REQUIRED TASK | Report every line of the rows below that contains the string "driveway", with case counting.

DATA LINES |
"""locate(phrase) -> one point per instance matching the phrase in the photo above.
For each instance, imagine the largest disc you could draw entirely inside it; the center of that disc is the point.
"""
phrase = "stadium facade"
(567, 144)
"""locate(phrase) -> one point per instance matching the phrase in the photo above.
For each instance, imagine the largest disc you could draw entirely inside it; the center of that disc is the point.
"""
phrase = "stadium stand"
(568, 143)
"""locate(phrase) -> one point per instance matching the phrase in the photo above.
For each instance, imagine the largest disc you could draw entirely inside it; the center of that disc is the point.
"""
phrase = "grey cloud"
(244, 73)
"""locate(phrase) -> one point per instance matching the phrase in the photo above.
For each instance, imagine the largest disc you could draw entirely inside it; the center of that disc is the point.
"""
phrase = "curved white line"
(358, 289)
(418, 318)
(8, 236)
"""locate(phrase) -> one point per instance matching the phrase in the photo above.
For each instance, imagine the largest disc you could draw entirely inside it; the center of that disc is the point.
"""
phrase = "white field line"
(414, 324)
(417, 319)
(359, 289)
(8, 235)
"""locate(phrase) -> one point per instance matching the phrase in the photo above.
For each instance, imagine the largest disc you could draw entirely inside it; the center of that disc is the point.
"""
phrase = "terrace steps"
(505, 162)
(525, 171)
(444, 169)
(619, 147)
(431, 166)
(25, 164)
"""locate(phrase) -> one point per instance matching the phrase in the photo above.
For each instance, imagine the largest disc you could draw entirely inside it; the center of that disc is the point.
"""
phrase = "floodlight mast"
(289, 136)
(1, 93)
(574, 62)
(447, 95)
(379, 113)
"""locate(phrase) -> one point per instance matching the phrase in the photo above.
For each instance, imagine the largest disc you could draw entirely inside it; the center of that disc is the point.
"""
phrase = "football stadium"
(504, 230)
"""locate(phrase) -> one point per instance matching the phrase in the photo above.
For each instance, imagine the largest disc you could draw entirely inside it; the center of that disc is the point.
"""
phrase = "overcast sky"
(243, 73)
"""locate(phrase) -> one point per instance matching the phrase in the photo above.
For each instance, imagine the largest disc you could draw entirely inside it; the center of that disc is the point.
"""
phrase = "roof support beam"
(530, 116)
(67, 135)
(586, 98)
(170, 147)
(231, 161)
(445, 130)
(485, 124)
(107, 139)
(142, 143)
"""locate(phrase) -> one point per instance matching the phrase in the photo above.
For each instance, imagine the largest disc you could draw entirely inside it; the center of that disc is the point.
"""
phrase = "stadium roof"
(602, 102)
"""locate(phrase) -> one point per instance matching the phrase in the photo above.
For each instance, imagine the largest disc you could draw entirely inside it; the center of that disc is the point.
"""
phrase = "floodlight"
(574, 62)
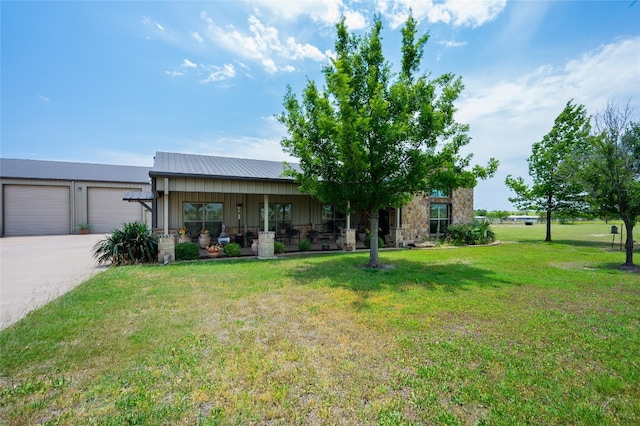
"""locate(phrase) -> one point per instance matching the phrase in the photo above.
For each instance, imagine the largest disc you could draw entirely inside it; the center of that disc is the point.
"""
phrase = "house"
(199, 191)
(53, 197)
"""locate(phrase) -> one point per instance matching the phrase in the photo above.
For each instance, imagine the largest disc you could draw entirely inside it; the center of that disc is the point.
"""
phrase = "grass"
(525, 332)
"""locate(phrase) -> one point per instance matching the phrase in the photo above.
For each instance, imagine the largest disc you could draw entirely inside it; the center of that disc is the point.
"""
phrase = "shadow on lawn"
(351, 273)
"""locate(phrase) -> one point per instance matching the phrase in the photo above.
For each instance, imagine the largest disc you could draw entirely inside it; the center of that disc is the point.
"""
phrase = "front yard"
(524, 332)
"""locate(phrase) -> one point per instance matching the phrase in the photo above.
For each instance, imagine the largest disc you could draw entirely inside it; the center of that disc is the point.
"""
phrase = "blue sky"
(114, 82)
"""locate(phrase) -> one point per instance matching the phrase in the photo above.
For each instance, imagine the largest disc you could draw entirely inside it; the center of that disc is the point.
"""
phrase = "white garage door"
(107, 211)
(36, 210)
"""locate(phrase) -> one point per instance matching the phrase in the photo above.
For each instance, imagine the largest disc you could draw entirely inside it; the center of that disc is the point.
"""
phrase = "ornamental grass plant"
(525, 332)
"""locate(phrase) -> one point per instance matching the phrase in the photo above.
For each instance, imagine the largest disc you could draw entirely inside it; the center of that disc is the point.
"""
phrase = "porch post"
(166, 206)
(266, 238)
(396, 232)
(348, 215)
(348, 235)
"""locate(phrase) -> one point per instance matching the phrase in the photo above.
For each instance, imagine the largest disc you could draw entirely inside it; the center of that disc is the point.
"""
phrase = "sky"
(114, 82)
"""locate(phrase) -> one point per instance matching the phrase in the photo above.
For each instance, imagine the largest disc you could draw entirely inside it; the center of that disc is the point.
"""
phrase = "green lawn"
(525, 332)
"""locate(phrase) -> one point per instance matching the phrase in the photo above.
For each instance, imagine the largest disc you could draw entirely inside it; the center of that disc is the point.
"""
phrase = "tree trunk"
(373, 242)
(628, 245)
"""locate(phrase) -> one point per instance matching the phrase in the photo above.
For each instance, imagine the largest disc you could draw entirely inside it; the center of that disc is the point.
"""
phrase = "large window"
(439, 218)
(332, 220)
(439, 193)
(279, 217)
(203, 215)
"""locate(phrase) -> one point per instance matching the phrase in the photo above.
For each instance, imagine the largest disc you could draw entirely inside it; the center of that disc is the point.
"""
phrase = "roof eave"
(155, 174)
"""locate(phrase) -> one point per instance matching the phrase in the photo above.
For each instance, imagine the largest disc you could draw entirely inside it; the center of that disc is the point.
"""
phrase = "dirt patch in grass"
(305, 349)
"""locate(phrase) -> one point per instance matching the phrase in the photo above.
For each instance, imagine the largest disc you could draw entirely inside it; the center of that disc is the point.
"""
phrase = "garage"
(36, 210)
(107, 211)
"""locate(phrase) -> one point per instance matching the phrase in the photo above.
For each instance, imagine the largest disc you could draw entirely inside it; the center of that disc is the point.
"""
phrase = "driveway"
(37, 270)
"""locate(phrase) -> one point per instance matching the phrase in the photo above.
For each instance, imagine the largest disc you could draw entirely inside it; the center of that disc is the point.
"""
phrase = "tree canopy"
(609, 169)
(371, 139)
(550, 168)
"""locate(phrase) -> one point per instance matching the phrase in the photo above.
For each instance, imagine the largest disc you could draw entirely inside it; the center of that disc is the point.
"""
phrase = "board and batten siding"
(229, 186)
(305, 209)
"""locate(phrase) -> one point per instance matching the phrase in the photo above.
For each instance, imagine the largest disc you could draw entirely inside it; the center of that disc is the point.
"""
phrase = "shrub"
(279, 247)
(367, 242)
(134, 243)
(304, 245)
(187, 251)
(232, 249)
(474, 234)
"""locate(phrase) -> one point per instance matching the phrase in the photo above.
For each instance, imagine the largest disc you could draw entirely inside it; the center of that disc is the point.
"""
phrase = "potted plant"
(184, 238)
(313, 235)
(84, 228)
(214, 250)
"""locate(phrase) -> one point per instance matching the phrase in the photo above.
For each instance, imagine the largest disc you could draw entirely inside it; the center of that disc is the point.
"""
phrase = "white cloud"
(225, 72)
(327, 12)
(452, 43)
(473, 13)
(174, 73)
(506, 117)
(262, 44)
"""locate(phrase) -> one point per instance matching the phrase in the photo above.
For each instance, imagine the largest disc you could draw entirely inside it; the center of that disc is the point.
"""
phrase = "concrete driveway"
(37, 270)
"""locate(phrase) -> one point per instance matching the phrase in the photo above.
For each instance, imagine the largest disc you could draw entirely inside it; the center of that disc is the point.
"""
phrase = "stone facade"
(415, 214)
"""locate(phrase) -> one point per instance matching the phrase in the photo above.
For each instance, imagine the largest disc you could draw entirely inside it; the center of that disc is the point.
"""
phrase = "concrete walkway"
(37, 270)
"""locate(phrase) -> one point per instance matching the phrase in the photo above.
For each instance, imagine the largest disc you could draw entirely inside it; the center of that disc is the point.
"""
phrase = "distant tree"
(369, 139)
(480, 212)
(549, 166)
(610, 169)
(500, 215)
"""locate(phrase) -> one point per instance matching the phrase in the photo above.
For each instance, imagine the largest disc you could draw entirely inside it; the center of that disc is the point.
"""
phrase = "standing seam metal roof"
(60, 170)
(177, 164)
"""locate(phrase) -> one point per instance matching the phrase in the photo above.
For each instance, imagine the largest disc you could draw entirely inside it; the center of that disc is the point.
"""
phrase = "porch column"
(396, 232)
(348, 215)
(165, 215)
(266, 238)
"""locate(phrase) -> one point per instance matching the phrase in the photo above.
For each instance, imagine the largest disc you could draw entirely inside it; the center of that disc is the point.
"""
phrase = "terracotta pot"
(204, 240)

WORKED ANSWER |
phrase = "driveway"
phrase = "concrete driveway"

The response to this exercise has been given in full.